- _Teks Dokumen_:
^^^^^^^^^^^^^^^^

Bukan twitter namanya kalau tidak ada kehebohan. Kali ini ada seorang yang menulis bahwa belajar statistic dan melatih softskill itu lebih penting daripada menghafal Al-qur’an. Tentu tweet ini mendapat banyak sekali respon luar biasa, dari yang beneran paham sampai yang Cuma emosi aja dengan tweet tersebut. Bagaimana tidak heboh, beliau membandingkan sesuatu yang harusnya tidak perlu diperbandingkan, apalagi yang ganjarannya berbeda, satunya ganjaran dunia satunya ganjaran akhirat, malah para penghafal juga dapat ganjaran dunia sih, seperti beasiswa tahfidz sampai menjadi imam masjid dengan bayaran super gede
Karena penasaran, saya mencari perdebatan yang
menarik dari tweet ini, hingga saya menemukan ada akun lain yang membalas tweet
tersebut, tapi bukan tweet balasan ini yang menarik, tapi balasan dari si
penulis tweet kontroversial terhadap balasan tweetnya. Intinya dia bilang gini “filsafat
itu banyak bentuknya. Makanya belajar filsafat itu jangan hanya dari fahruddin
faiz, habib ja’far atau henry manampiring”. Ketika membaca ini, saya terkejut
dan tersindir, ternyata 3 tokoh ini, Cuma kelas rendah kalau mau belajar
filsafat ya menurut beliau. Wow, tinggi sekali ilmu beliau ternyata.
Saya ketika mahasiswa s1 memang rajin dicekoki soal
filsafat oleh para senior di organisasi, dari disuruh baca dunia shopie sampai
zarathusranya Nietzsche. Dari mengkaji tokoh awal filsafat, Socrates sampai
tokoh sekaliber karl marx. Dulu ketika belajar sendiri emang terasa beratnya,
bahasanya yang jelimet membuat ilmu susah terserap dengan baik, butuh berulang
kali memahaminya.

^^^^^^^^^^^^^^^^

- _Materi yang Ditampilkan_:
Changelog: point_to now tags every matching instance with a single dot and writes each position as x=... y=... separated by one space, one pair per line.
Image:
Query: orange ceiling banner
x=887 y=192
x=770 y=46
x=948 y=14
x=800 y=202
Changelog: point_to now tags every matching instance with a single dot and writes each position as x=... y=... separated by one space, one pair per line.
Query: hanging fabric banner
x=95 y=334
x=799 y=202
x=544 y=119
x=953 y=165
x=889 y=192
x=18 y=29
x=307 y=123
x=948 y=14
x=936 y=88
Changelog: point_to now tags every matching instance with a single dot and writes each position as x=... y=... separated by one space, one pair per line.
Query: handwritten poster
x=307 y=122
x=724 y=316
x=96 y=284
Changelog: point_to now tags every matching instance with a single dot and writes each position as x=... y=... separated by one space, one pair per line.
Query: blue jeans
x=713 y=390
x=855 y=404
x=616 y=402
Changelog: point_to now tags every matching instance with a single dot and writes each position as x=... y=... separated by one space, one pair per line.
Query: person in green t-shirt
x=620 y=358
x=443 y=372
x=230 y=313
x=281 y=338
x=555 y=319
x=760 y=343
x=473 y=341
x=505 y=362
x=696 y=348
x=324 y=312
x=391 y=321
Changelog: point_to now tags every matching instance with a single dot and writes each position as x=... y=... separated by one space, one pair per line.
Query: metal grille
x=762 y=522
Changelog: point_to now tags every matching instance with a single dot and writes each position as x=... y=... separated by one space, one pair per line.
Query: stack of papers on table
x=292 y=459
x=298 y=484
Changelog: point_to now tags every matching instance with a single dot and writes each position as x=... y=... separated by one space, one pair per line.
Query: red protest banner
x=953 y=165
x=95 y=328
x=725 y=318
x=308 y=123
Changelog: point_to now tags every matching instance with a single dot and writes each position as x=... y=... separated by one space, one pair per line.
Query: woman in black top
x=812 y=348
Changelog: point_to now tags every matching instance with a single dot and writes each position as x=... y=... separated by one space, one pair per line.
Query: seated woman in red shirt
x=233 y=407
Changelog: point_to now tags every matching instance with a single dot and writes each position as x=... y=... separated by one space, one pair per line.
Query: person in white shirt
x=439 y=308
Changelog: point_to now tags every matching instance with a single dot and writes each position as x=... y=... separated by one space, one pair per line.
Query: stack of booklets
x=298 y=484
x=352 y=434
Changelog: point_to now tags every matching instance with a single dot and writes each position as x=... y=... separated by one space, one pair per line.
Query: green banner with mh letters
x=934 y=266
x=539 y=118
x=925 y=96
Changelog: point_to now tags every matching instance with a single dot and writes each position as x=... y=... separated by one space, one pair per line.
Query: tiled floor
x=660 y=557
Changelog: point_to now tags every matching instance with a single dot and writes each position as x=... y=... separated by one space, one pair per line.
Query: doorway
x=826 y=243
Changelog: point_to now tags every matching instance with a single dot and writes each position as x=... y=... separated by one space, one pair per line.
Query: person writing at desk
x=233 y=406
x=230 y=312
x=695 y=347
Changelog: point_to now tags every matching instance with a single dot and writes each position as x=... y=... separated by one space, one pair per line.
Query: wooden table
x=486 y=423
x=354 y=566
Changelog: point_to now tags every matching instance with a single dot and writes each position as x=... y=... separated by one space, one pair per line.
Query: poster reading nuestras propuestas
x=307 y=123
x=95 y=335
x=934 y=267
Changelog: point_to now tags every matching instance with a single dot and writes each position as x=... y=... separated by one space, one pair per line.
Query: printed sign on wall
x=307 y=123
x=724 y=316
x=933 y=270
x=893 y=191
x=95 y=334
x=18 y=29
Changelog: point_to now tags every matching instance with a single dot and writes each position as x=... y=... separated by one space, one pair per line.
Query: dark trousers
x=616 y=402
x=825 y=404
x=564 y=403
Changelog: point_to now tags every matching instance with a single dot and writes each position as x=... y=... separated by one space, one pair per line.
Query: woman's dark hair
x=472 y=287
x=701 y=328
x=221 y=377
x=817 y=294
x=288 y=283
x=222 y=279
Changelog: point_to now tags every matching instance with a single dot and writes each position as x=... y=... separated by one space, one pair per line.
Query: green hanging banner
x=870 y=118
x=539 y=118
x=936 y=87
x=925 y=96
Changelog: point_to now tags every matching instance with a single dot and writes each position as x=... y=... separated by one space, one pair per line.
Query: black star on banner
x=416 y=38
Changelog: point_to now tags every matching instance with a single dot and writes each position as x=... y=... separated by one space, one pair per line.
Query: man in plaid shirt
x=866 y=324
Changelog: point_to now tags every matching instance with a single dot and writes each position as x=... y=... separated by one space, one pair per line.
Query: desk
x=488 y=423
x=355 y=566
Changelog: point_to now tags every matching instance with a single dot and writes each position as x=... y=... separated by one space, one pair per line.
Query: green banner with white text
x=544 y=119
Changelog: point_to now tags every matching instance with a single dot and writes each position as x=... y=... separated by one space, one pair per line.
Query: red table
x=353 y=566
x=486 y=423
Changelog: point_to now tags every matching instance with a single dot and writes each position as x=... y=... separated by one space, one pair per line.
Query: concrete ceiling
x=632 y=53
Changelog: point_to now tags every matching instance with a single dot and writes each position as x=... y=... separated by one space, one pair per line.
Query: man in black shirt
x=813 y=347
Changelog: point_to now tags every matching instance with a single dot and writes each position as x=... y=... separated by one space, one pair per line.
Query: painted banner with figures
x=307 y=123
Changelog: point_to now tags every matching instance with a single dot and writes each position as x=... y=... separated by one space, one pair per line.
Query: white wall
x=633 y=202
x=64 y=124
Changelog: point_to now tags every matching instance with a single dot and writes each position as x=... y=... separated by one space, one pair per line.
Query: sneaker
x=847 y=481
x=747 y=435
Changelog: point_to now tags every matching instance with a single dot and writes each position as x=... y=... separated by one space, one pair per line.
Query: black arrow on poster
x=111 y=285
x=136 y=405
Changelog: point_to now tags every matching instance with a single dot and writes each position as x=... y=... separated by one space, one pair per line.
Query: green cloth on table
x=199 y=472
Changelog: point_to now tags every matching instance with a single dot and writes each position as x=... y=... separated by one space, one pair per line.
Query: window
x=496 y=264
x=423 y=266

^^^^^^^^^^^^^^^^

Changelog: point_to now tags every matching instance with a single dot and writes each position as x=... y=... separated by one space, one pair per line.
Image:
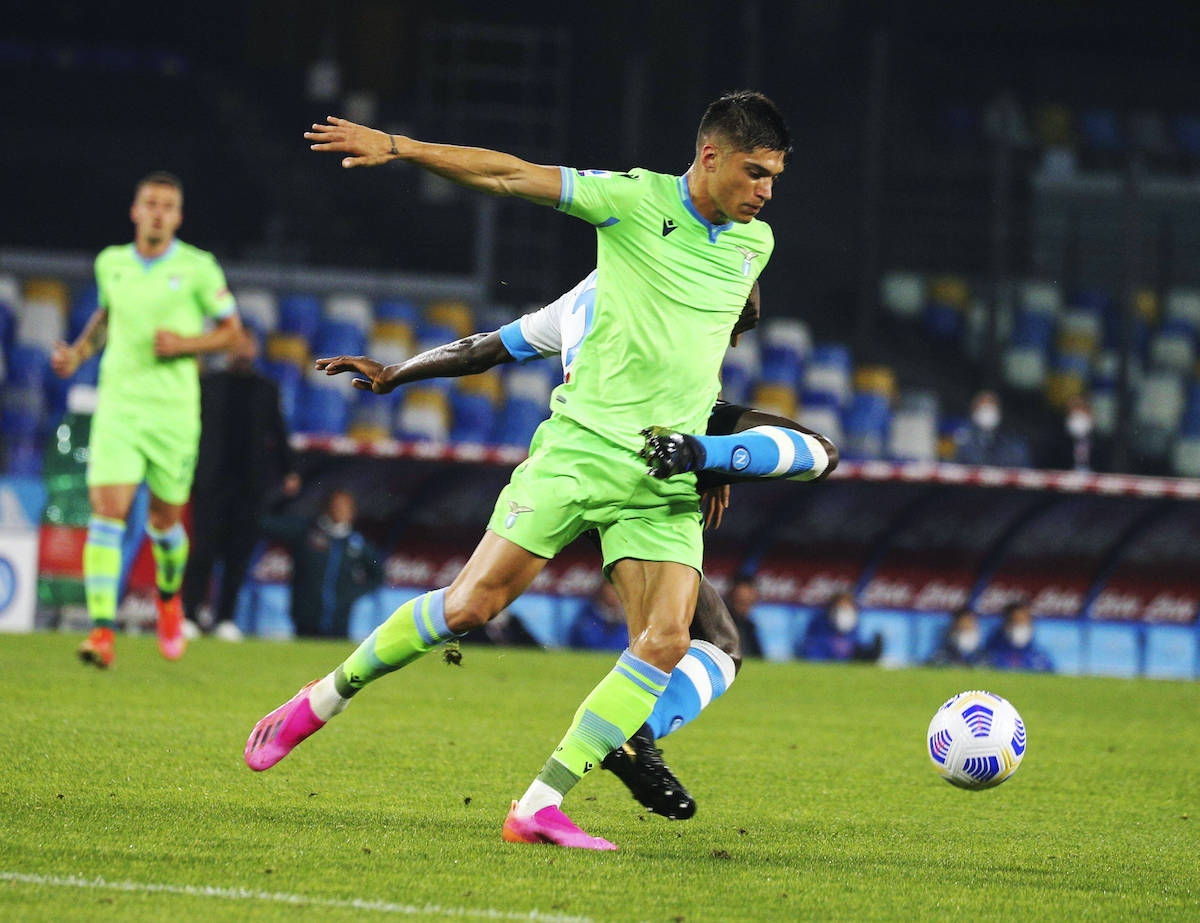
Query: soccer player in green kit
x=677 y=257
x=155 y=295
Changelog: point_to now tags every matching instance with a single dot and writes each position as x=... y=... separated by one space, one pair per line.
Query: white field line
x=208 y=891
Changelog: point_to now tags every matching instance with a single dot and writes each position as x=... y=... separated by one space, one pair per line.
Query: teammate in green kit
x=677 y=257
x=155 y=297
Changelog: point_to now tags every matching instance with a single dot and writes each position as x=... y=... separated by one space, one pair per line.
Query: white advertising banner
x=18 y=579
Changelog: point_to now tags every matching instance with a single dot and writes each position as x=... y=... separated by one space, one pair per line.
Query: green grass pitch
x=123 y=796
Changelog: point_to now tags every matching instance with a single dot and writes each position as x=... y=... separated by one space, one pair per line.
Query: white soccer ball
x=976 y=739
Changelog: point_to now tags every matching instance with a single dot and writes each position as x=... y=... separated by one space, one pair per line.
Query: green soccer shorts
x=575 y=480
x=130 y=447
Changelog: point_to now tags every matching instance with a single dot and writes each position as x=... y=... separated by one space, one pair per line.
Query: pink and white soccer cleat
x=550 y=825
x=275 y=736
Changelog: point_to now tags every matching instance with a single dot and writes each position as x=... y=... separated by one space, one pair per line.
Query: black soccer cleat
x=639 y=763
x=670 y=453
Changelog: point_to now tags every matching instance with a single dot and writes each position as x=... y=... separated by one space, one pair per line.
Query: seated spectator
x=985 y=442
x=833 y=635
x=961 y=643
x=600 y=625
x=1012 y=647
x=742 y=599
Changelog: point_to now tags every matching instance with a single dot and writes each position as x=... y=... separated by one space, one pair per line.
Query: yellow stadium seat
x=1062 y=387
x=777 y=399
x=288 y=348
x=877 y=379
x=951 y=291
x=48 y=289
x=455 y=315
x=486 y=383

^^^^^^^^^^^^^^^^

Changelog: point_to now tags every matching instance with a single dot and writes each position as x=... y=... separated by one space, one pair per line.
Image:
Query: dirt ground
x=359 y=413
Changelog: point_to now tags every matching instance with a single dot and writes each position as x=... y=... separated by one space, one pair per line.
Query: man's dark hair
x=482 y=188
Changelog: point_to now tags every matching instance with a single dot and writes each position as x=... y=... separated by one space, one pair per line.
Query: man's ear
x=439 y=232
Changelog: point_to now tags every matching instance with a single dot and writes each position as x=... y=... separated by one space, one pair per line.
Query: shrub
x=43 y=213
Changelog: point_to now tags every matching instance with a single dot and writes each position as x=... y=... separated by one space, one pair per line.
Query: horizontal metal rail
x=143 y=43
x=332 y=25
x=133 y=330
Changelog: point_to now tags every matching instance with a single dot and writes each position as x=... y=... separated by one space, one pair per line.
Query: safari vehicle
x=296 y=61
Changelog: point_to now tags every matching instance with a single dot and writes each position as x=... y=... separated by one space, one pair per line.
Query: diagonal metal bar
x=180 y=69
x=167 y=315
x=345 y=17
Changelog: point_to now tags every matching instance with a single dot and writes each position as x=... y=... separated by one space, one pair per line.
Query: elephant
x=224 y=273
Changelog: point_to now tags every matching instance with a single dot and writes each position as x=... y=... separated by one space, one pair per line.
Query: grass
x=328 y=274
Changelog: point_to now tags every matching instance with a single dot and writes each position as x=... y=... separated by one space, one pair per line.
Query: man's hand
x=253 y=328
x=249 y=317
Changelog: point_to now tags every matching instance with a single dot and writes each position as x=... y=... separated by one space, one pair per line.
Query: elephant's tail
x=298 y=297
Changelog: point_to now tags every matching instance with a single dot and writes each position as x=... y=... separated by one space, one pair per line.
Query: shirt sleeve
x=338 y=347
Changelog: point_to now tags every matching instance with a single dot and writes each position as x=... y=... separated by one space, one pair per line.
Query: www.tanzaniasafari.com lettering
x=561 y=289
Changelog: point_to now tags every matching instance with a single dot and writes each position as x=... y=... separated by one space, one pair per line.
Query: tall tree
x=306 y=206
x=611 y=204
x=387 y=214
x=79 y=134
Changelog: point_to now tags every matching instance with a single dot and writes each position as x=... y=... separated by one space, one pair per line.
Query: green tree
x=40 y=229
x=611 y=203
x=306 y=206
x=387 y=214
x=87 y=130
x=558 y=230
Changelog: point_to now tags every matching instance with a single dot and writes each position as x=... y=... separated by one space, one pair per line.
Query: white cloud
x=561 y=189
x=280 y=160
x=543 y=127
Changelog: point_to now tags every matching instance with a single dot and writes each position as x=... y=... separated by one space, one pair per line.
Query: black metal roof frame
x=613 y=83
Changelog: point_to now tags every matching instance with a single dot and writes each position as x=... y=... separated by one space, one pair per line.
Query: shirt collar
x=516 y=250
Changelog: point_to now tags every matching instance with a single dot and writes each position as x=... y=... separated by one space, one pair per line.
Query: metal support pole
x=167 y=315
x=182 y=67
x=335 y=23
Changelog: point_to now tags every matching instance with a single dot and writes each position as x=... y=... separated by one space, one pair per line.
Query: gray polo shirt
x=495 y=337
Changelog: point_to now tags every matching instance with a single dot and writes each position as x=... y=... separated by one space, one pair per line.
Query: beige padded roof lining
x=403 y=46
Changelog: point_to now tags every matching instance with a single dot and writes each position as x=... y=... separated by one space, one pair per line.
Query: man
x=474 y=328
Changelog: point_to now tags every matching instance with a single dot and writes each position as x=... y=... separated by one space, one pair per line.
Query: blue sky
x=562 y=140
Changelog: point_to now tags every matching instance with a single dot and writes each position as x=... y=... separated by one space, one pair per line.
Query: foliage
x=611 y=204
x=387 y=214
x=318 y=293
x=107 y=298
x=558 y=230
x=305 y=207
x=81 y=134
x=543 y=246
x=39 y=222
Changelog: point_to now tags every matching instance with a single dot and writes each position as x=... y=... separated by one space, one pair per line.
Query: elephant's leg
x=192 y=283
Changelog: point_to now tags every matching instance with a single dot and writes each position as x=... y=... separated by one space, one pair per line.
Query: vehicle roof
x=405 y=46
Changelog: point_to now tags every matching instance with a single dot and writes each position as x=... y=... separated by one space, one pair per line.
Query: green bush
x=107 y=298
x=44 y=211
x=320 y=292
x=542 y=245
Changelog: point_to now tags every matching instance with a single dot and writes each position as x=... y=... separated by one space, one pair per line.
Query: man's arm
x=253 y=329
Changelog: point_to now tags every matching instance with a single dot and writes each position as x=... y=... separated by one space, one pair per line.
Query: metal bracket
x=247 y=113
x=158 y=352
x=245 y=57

^^^^^^^^^^^^^^^^

- _Soal untuk Dikerjakan_:
1. Perbarui bagian teks tentang belajar filsafat dari "Saya ketika mahasiswa" sampai "kali memahaminya." dengan mengganti "organisasi" menjadi "himpunan mahasiswa", lalu tuliskan bagian itu kembali.
2. Tuliskan kelanjutan teks tentang belajar filsafat mulai dari kalimat terakhirnya.
Item-item di atas tidak diperlukan sama sekali.

- _Jawaban yang Diharapkan_:
1.
Saya ketika mahasiswa s1 memang rajin dicekoki soal
filsafat oleh para senior di himpunan mahasiswa, dari disuruh baca dunia shopie sampai
zarathusranya Nietzsche. Dari mengkaji tokoh awal filsafat, Socrates sampai
tokoh sekaliber karl marx. Dulu ketika belajar sendiri emang terasa beratnya,
bahasanya yang jelimet membuat ilmu susah terserap dengan baik, butuh berulang
kali memahaminya.

2.
Pada akhirnya saya menemukan ngaji filsafat yang
dibimbing pak fahruddin faiz, yang membuat filsafat itu menjadi menarik untuk
dikaji dan lebih mudah diserap oleh akal pikiran. Banyak sekali pikiran para
filsafat yang disampaikan pak fahruddin faiz yang terserap di kepala saya, bahkan
beberapa tokoh besar filsafat dan pemikir yang baru saya tau namanya karena pak
fahruddin faiz. Walaupun saya tidak pernah sekalipun bertemu beliau, saya
sangat berasa dekat dengan beliau, (bagaimana tidak dekat, setiap mendengar
semua kajian beliau saya pakai headset yang langsung di gendang telinga. Serasa
dibisikan secara langsung oleh pak faiz. Haha).
Makanya banyak sekali opini-opini yang saya tulis,
yang mengutip dari perkataan pak faiz, yang sebenarnya pak faiz juga mengutip
dari para tokoh-tokoh. Pak faiz itu selalu merendah, beliau pernah bilang
begini “bukan saya yang cerdas, tapi para tokoh, saya Cuma menjelaskan saja”. Padahal
bagi saya, beliau juga sangat cerdas, bisa memeras dan menyederhanakan semua
ide gila para filsuf yang sehingga dinikmati bahkan dicintai para pendengarnya.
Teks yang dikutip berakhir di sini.